[Source records]
(begin)

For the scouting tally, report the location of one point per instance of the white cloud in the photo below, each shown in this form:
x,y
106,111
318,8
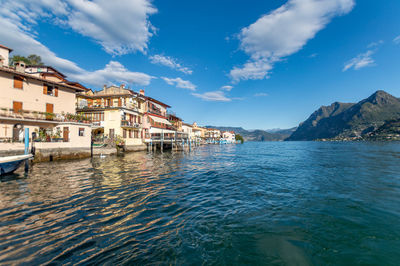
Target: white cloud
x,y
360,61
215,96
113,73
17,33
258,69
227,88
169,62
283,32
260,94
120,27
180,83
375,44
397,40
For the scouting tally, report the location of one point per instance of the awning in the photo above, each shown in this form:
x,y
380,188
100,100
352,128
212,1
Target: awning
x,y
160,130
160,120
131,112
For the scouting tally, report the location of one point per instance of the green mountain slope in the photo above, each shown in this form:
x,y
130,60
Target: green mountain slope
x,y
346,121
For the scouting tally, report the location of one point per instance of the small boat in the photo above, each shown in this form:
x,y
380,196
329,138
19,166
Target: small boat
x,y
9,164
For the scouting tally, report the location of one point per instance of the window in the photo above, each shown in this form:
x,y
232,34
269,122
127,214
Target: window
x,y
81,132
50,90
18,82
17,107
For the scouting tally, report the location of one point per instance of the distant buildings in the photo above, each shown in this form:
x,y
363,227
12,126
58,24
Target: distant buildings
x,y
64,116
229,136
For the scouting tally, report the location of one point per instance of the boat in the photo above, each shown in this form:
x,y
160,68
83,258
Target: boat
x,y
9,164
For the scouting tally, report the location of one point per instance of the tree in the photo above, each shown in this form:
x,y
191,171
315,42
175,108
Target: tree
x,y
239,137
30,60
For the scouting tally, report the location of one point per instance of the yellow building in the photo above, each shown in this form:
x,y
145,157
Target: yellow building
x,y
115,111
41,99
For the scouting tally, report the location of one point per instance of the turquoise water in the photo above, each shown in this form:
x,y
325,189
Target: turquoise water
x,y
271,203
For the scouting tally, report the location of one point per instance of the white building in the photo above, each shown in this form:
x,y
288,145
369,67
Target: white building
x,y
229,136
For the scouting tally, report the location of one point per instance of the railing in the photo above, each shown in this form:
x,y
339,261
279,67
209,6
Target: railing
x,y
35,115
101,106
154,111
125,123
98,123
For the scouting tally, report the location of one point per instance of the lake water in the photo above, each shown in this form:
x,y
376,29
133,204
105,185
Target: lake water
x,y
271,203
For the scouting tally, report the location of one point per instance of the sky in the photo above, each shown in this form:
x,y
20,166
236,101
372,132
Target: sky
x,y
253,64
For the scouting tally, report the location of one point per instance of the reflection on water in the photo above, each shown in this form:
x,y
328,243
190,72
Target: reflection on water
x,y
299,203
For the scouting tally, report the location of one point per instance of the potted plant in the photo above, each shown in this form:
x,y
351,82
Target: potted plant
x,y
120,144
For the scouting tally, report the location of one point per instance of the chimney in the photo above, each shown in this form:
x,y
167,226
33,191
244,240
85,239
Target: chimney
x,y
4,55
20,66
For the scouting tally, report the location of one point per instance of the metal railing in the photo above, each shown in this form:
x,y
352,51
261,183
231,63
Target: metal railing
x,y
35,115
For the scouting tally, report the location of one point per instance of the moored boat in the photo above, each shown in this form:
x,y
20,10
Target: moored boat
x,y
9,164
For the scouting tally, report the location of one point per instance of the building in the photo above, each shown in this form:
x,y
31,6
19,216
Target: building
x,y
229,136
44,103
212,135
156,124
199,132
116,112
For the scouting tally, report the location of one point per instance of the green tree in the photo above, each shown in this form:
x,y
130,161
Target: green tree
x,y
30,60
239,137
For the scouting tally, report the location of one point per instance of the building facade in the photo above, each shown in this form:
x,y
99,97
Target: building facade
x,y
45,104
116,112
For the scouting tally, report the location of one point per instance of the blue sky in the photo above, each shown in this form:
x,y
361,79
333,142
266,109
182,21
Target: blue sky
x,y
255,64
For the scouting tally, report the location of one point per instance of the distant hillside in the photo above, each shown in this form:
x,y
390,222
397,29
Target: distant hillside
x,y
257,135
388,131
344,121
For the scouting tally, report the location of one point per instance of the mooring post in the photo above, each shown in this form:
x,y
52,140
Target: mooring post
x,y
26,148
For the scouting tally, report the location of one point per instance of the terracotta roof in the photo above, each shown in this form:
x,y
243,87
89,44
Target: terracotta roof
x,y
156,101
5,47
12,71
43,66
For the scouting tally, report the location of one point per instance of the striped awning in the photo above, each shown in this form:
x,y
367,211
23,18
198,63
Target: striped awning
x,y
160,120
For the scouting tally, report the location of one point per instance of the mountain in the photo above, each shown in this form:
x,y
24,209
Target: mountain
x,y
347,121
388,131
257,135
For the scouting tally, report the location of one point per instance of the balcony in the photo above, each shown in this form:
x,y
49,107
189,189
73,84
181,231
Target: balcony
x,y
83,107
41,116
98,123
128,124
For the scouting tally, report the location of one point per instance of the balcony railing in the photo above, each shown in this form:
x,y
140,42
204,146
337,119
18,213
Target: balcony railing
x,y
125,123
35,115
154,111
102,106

(end)

* _WHAT YOU HAVE TO DO_: Output the line holding "of the striped", then every later line through the end of the records above, exactly as given and nothing else.

* _RESULT FOR THIS EXERCISE_:
For the scouting tally, report the location of one point per instance of the striped awning in the photo above, each shown in this form:
x,y
367,211
23,18
198,63
Target: striped awning
x,y
160,120
For the scouting tally, report the location of one point per instance of the mountain in the photo above, each shown in this form:
x,y
24,209
Target: mountain
x,y
347,121
388,131
257,135
For the scouting tally, report the location of one point per instance of the balcony in the photo above, each shown in this form:
x,y
49,107
189,189
73,84
181,231
Target: balcony
x,y
83,107
41,116
98,123
128,124
For the scouting tally, report the location of one point per instance of the balcony railing in the photo above, each shown in this form:
x,y
140,42
204,146
337,119
18,213
Target: balcony railing
x,y
125,123
35,115
154,111
102,106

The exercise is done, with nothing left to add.